TASK TO CARRY OUT: Your task is to reproduce the entries below word for word.

DATA SHOWN:

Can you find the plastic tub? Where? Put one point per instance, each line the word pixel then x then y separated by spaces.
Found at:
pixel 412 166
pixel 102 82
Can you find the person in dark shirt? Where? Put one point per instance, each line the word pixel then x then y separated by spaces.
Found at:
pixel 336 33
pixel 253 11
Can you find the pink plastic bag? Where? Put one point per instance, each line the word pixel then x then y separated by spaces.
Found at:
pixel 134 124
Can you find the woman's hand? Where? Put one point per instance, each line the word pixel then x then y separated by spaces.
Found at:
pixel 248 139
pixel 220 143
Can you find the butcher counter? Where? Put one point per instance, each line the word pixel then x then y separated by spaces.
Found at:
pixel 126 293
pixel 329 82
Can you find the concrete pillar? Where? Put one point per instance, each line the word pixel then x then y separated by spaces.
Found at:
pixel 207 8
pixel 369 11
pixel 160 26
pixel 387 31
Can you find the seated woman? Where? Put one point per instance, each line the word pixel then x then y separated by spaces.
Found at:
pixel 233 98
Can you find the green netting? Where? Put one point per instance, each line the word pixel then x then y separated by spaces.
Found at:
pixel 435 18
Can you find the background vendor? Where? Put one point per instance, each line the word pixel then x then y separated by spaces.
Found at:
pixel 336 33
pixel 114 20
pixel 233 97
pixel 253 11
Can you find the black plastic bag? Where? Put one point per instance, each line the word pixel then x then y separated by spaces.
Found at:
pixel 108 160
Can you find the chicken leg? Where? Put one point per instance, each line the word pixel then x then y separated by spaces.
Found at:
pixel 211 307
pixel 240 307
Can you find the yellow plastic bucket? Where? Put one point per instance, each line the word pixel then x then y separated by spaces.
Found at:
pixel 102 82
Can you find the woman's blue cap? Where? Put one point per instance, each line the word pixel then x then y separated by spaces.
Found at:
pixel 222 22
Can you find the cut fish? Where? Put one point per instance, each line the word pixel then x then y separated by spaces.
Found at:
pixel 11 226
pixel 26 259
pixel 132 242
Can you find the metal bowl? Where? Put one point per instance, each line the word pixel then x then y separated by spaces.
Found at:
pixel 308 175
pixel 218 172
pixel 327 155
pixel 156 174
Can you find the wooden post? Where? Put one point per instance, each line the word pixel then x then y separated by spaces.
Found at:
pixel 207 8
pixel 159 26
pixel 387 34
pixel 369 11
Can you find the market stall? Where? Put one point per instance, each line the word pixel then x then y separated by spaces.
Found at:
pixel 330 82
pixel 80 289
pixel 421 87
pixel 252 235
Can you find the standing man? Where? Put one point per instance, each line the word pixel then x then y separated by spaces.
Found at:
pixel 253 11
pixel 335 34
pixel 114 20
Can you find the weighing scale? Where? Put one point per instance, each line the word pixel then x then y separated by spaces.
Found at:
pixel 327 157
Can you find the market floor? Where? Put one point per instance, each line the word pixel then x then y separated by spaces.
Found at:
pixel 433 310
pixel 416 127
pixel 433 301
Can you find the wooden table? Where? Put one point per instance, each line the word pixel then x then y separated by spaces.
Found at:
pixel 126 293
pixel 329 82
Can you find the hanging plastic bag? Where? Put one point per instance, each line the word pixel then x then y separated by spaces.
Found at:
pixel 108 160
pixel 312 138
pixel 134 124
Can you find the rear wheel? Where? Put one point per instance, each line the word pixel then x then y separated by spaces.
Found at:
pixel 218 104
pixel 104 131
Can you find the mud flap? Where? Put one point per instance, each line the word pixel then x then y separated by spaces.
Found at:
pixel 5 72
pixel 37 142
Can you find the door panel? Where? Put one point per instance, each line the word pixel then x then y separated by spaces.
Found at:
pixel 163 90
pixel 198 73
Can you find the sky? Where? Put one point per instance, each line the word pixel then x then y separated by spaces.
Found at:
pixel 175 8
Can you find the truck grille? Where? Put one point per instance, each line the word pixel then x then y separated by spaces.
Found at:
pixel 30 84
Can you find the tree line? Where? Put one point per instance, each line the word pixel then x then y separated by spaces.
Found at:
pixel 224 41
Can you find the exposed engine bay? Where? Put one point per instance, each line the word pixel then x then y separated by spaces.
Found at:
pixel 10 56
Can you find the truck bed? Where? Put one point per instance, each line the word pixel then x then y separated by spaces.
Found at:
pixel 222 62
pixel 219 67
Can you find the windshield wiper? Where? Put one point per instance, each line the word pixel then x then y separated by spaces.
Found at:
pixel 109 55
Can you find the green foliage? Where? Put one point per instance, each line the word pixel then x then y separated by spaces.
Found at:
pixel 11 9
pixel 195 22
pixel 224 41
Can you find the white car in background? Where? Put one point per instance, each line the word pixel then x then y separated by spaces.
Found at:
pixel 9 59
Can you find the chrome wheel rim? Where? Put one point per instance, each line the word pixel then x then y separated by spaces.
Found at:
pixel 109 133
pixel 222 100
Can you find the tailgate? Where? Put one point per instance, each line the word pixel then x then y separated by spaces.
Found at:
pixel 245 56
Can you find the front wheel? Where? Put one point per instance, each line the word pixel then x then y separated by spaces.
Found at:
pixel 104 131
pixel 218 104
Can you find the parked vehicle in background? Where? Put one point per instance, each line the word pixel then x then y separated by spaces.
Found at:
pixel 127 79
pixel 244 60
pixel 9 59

ANSWER IN FULL:
Can you find the plastic tub? Where? Put one point per instance, each line the word pixel then x then y separated by spaces.
Found at:
pixel 412 166
pixel 102 82
Can you find the person in dark shirt? Where? Put one point per instance, each line the word pixel then x then y separated by spaces.
Found at:
pixel 336 33
pixel 253 11
Can you find the pink plastic bag? Where? Put one point per instance, each line the word pixel then x then y separated by spaces.
Found at:
pixel 134 124
Can you find the woman's hand? Where? Put one point per instance, each line the word pixel then x then y separated by spaces.
Found at:
pixel 248 139
pixel 220 143
Can you find the butcher counter? Where? Put one point per instance, each line the word pixel then x then y separated by spaces.
Found at:
pixel 126 293
pixel 329 82
Can you find the concrete pillar? Where? Put one point per instance, each line the word pixel then x then y separated by spaces.
Found at:
pixel 207 8
pixel 369 11
pixel 160 26
pixel 387 31
Can you find the seated woman? Where? Put one point per instance, each line the word pixel then x then y separated by spaces.
Found at:
pixel 233 98
Can you find the green netting? Where? Put one point per instance, each line the word pixel then x then y separated by spaces.
Found at:
pixel 435 18
Can you find the background vendor? Where? Put one point per instance, each line the word pixel then x then y separated by spaces.
Found at:
pixel 336 33
pixel 114 20
pixel 233 97
pixel 253 11
Can you find the black plastic bag? Where? Put one point per instance, each line the word pixel then x then y separated by spaces.
Found at:
pixel 108 160
Can you find the chicken leg? Where? Put one point per instance, each line the word pixel then x then y separated by spaces.
Found at:
pixel 211 307
pixel 240 307
Can you find the yellow plastic bucket? Where? Put one point per instance, each line the word pixel then x then y separated by spaces.
Found at:
pixel 102 82
Can you find the woman's blue cap? Where? Put one point per instance, each line the word pixel then x then y separated by spaces.
Found at:
pixel 222 22
Can you find the cut fish? Where? Put one point per instance, each line the word pixel then x then y separated by spaces.
Found at:
pixel 11 226
pixel 26 259
pixel 132 242
Can you find the metal bowl? Where? Put one point per instance, each line the word pixel then x then y separated by spaces.
Found at:
pixel 308 175
pixel 218 172
pixel 327 155
pixel 156 174
Can you find the wooden post? Where? Put one point per instance, each line the word pixel then x then y separated by spaces.
Found at:
pixel 207 8
pixel 159 26
pixel 387 34
pixel 369 11
Can you find the market stall? Where? Put one point per instance, each line the word pixel then x then y separated by spaces.
Found at:
pixel 330 82
pixel 80 289
pixel 421 87
pixel 252 235
Can you find the standing man? Where? Put one point per instance, each line the word pixel then x then y separated by spaces.
Found at:
pixel 253 11
pixel 335 34
pixel 114 20
Can you find the weighing scale? Where? Put one point per instance, each line the word pixel then x then y separated by spaces.
Found at:
pixel 327 157
Can you find the market floor? Where? Put one point per instance, each line the word pixel then x then y separated by spaces.
Found at:
pixel 433 310
pixel 416 127
pixel 433 301
Can you find the wooden table? Where? Put one point per instance, each line the word pixel then x then y separated by spaces.
Found at:
pixel 126 293
pixel 329 82
Can you find the hanging plastic bag? Where? Put one point per instance, each line the word pixel then x then y separated by spaces.
Found at:
pixel 108 160
pixel 312 138
pixel 134 124
Can you find the rear wheel? Where? Put one point per instance, each line the word pixel then x then y separated by spaces.
Found at:
pixel 218 104
pixel 104 131
Can you find the mud flap? Where? Put one point per instance, each line the word pixel then x then y separated by spaces.
Found at:
pixel 5 72
pixel 37 142
Can you find the door panel? Where? Put one point per instance, each line the word pixel then x then y separated by spaces.
Found at:
pixel 163 90
pixel 198 73
Can you find the sky? Where? Put one point per instance, each line the word pixel then x then y separated by spaces.
Found at:
pixel 175 8
Can you find the truck grille? Where? Put one point per instance, each line the word pixel then x then y separated by spaces.
Found at:
pixel 30 84
Can you find the tree line? Where? Put one point per instance, each line the word pixel then x then y separated by spaces.
Found at:
pixel 224 41
Can you find the exposed engine bay? Where? Put one point per instance, each line the word pixel then x then y separated by spaces.
Found at:
pixel 10 56
Can you find the truck bed? Where? Put one point per instance, each line the word pixel then x then y separated by spaces.
Found at:
pixel 222 62
pixel 219 67
Can you find the windshield wiper? Where? Put one point per instance, each line the word pixel then x then y separated by spaces.
Found at:
pixel 109 55
Can you find the green foliage? Where? Put one point per instance, each line the word pixel then x then y separated by spaces.
Found at:
pixel 11 9
pixel 195 22
pixel 224 41
Can you find the white car in background? Where? Put one point per instance, each line the word pixel then x then y separated by spaces.
Found at:
pixel 9 59
Can you find the chrome wheel rim? Where? Put one point per instance, each line the word pixel then x then y separated by spaces.
Found at:
pixel 109 133
pixel 222 100
Can you find the tailgate? Where? Put one point per instance, each line the word pixel then x then y separated by spaces.
Found at:
pixel 245 56
Can you find the front wheel? Where? Put one point per instance, each line the word pixel then x then y separated by spaces.
Found at:
pixel 104 131
pixel 218 104
Can you find the parked vehicle in background? Where? Put one point per instance, each line the word pixel then x then y separated by spaces.
Found at:
pixel 127 79
pixel 244 60
pixel 9 59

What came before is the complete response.